• _Short problem_
Please return, word for word, the stretch of the data from the line containing "indicate the crumbling" through the end of the data.

• _Excerpted records_

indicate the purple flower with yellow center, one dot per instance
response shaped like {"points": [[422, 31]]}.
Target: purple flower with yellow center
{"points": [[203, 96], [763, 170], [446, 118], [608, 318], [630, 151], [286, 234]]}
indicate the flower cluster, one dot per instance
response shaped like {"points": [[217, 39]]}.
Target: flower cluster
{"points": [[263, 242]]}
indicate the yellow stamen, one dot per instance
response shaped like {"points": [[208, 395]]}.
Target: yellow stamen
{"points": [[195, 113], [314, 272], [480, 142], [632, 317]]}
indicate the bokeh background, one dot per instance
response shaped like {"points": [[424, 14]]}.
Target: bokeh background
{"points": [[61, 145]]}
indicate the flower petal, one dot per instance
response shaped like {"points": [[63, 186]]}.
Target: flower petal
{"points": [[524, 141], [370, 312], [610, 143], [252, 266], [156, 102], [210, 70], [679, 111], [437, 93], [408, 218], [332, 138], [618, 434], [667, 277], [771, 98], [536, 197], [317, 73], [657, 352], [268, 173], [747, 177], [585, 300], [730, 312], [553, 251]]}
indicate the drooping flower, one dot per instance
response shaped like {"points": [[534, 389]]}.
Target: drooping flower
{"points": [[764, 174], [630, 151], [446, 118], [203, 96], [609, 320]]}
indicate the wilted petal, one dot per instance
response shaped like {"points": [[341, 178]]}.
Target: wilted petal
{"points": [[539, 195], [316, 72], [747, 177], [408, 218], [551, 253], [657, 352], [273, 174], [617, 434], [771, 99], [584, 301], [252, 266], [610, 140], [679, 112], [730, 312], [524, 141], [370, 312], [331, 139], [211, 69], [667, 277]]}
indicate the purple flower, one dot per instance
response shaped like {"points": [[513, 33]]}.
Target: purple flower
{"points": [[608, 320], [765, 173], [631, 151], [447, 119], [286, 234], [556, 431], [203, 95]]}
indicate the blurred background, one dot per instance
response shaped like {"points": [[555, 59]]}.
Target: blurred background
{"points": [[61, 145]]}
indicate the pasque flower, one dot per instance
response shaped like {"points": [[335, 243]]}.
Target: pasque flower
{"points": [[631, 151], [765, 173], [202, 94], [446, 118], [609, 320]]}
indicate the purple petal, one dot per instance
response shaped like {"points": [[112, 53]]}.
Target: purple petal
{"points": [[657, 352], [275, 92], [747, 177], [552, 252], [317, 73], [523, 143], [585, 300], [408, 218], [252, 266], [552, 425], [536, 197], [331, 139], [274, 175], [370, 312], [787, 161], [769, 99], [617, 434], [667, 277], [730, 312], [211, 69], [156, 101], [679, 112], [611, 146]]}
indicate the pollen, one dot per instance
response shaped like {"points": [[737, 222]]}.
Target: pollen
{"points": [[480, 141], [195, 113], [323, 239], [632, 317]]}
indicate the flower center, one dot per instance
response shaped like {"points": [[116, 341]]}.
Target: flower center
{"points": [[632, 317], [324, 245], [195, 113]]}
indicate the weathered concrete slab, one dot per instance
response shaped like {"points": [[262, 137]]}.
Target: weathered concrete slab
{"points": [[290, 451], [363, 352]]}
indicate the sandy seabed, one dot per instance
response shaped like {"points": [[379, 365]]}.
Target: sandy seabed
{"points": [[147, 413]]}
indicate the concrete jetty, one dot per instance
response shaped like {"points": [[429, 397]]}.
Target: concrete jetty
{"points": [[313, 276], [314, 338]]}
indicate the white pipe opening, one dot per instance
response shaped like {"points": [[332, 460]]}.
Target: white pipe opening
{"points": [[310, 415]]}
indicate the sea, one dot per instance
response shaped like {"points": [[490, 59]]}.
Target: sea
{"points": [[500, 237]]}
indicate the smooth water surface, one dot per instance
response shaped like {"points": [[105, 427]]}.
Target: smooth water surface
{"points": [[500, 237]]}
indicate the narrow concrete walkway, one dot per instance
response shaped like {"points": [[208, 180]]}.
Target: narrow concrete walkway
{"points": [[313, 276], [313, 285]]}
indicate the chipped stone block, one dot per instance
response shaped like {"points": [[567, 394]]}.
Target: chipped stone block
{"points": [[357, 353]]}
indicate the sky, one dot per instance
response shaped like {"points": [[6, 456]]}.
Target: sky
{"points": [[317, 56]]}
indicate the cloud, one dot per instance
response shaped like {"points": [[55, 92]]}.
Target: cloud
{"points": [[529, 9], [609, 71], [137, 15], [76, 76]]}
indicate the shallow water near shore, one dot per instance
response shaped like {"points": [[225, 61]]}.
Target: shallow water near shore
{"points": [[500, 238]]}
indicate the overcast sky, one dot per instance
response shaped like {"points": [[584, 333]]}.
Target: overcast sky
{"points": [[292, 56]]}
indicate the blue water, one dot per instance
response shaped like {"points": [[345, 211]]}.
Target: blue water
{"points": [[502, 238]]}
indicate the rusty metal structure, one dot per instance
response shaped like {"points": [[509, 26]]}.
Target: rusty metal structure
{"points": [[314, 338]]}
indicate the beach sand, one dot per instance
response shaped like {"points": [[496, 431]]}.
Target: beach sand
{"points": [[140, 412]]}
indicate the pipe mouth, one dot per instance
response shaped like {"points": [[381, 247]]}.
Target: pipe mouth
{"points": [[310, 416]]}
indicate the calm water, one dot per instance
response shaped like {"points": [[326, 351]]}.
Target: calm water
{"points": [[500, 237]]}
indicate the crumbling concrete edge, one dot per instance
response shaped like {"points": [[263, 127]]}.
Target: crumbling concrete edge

• _Correct response_
indicate the crumbling concrete edge, one dot per instance
response shaped like {"points": [[263, 127]]}.
Target: crumbling concrete edge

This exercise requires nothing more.